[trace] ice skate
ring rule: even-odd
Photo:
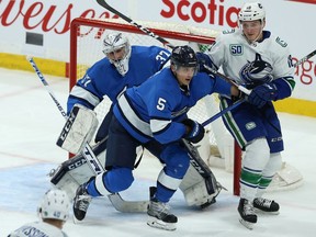
[[[147,225],[161,228],[166,230],[174,230],[176,224],[178,222],[177,216],[169,213],[169,206],[167,203],[159,202],[157,200],[151,200],[148,205],[148,221]]]
[[[240,199],[238,205],[238,213],[240,215],[239,222],[247,228],[252,229],[253,224],[257,223],[257,215],[252,204],[246,200]]]
[[[268,200],[263,198],[257,198],[253,200],[253,207],[260,212],[268,214],[279,214],[280,206],[273,200]]]
[[[177,216],[169,213],[169,205],[167,203],[159,202],[154,198],[156,188],[150,187],[150,202],[147,210],[147,225],[155,228],[174,230],[178,222]]]
[[[86,184],[81,184],[74,198],[74,221],[82,221],[91,202],[91,196],[86,191]]]

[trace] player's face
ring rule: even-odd
[[[249,42],[260,41],[262,37],[262,30],[264,22],[257,21],[244,21],[241,22],[244,35]]]
[[[124,58],[124,56],[125,56],[125,47],[119,48],[114,52],[110,52],[106,54],[106,57],[113,61],[121,60]]]
[[[189,86],[196,72],[196,67],[178,67],[174,72],[180,86]]]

_EXERCISE AIM:_ Can you output every line of the data above as a JSON list of strings, one string per line, with blank lines and the pictures left out?

_ANSWER:_
[
  "[trace] ice skate",
  "ring rule: even-odd",
  "Photo:",
  "[[[147,225],[161,228],[166,230],[174,230],[176,224],[178,222],[177,216],[169,213],[169,206],[167,203],[159,202],[157,200],[151,200],[148,205],[148,221]]]",
  "[[[240,199],[238,205],[238,213],[240,215],[239,222],[247,228],[252,229],[253,224],[257,223],[257,215],[252,204],[246,200]]]",
  "[[[268,200],[263,198],[257,198],[253,200],[253,207],[260,212],[268,214],[279,214],[280,206],[273,200]]]",
  "[[[177,216],[169,213],[169,205],[167,203],[159,202],[154,198],[156,188],[150,187],[150,202],[147,210],[147,225],[155,228],[174,230],[178,222]]]",
  "[[[86,184],[81,184],[74,198],[74,221],[82,221],[91,202],[91,196],[86,191]]]",
  "[trace] player's face",
  "ring rule: even-odd",
  "[[[249,42],[260,41],[262,37],[262,30],[264,22],[257,21],[244,21],[241,22],[244,35]]]",
  "[[[124,58],[124,56],[125,56],[125,47],[119,48],[114,52],[110,52],[106,54],[106,57],[113,61],[121,60]]]",
  "[[[189,86],[196,72],[196,67],[178,67],[174,72],[180,86]]]"
]